I was able to develop a pretty good support network. My best mate, Sam – her kids were going to the same daycare at the time that my kids were going. We became very close – she has really been a major rock in my life. I disclosed to their daycare because I needed to let them know what my daughter’s situation was, that nutrition was very important – that’s one of the things that I learned early on, and I wanted to make sure that that happened for her. And they totally embraced me there. You know, you would think that they would reject you? But these were some really wonderful daycare providers.

A good friend of mine passed away a little over a year ago: his name is John Falconberg, and I think I’m here today because of him. He was a registered nurse. He was able to break down the information for me – because I had no medical background,  I worked in the legal field, and the terminology was very overwhelming for me when I was diagnosed. He was my mentor ‘til he passed away; he was my major person that I counted on with my organization, SMART, which stands for Sisterhood Mobilized for AIDS, HIV Research, and Treatment. He was living with AIDS for over 30 years, and I really depended on him to give me the correct information. And that is what we do at SMART: we’re a place where women and youth living with or affected by HIV and AIDS are able to get the correct information so that they can make choices in their lives. And actually my daughters, Samantha and Christina, started the SMART Youth Program in 2005 because they wanted their own program for youth.

I also was diagnosed with breast cancer in 1999, and that was, like, a real reality check for me. I think I really saw my mortality there. You know, I got over living with HIV, and then I was diagnosed with breast cancer. And my friend John, he said, “Look, you’re going for the cure with that.” He said, “HIV is not curable. This, you can cure.” He said, “You will lose your hair. You will be going through horrible treatment.” And he said, “But there is a light at the end. You will be cured of this.” And he was right, he was absolutely right, because since that time, when I’ve seen my oncologist, she said, “I think you’re cured…?”

_ _ _ _ _ _ _

#### Exercise instructions
a) Answer these questions about the account of living with HIV:
(i) What do the letters in SMART stand for?
(ii) In what year was the speaker diagnosed with breast cancer?
(iii) Who started the SMART Youth Program, and in what year?
b) Resume the account of living with HIV and breast cancer after its final sentence, keeping the same first-person voice.

#### Dataset extract
_ _ _ _ _ _ _

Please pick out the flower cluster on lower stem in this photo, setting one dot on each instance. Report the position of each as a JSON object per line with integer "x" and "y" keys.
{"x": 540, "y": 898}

_ _ _ _ _ _ _

#### Response list
a)
(i) Sisterhood Mobilized for AIDS, HIV Research, and Treatment.
(ii) 1999.
(iii) The speaker's daughters, Samantha and Christina, started it in 2005.

b)
In 2007 I suffered a mini-stroke. Like, what am I, a magnet for illnesses?!? I think that’s when I stopped really getting stressed out, overworking myself. And I said, you know what? I’m not going to kill myself for things. You know, I feel good about what I’ve done with SMART – I love SMART, I love the women, I love the youth – but I need to strike that balance. Because I was working 24-7 and that was another wakeup call. Like, uh, time to chill a little bit more.

Everybody’s doing great. My oldest, today is her birthday – she’s turning 26. That’s Samantha. And Christina is 22, she’ll be 23 in November. And my son Joseph is 20. And I’m also a grandmother of two, a “G-ma.” My oldest is married and she has two babies. One is turning three and the other one just turned one. I never thought I would see this day. And I’m enjoying every single day, being with my kids, my grandkids and, you know, just enjoying life. And doing the work, and trying to strike that balance, because it can be pretty overwhelming.

I think that I’m comfortable with me. You know, this illness has – in the beginning it may have defined me. It certainly doesn’t define me now. I think I’ve kind of found my voice over the years. I don’t think I was ever outspoken before this. And it’s been almost 20 years since my diagnosis, and whatever information that I can impart to people, I don’t push it on you, but I come from some degree of experience. I just see myself as a friend, as a mom, as a “G-ma.” I think those are the important things for me. And to be able to uplift other people, because this – especially for women, it really is a diagnosis that weighs them down. And I think when you can be a model, and have that positive attitude, it really goes a long way.